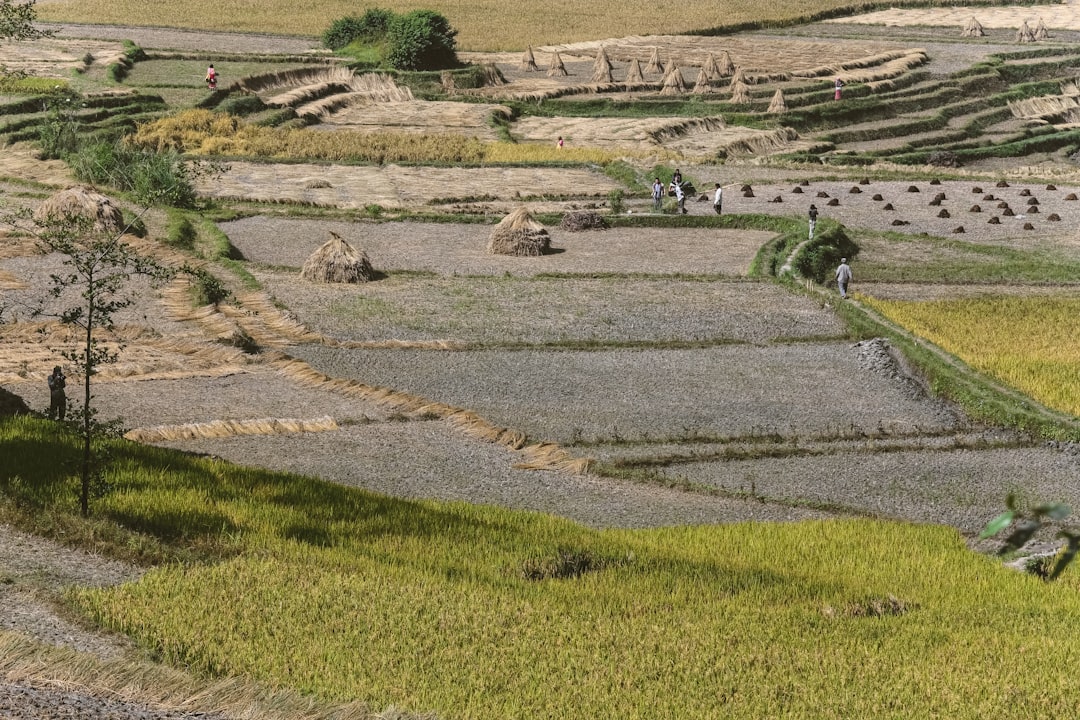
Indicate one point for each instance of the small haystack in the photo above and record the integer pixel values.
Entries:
(726, 66)
(556, 69)
(337, 261)
(674, 84)
(972, 29)
(81, 201)
(602, 67)
(655, 65)
(528, 60)
(778, 104)
(518, 234)
(1040, 30)
(740, 93)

--------------------------------

STATED TASK: Can you write out these entries again with "small haystack" replaced by "hay bale" and nothing else altered? Omit the pictures from your answer.

CORRECT RESULT:
Indicate one point for each instance of the hay bale in the photo above and record the integer pixel values.
Entries:
(726, 66)
(556, 69)
(337, 261)
(674, 84)
(972, 29)
(81, 201)
(602, 67)
(655, 65)
(528, 60)
(778, 104)
(518, 234)
(1040, 30)
(740, 93)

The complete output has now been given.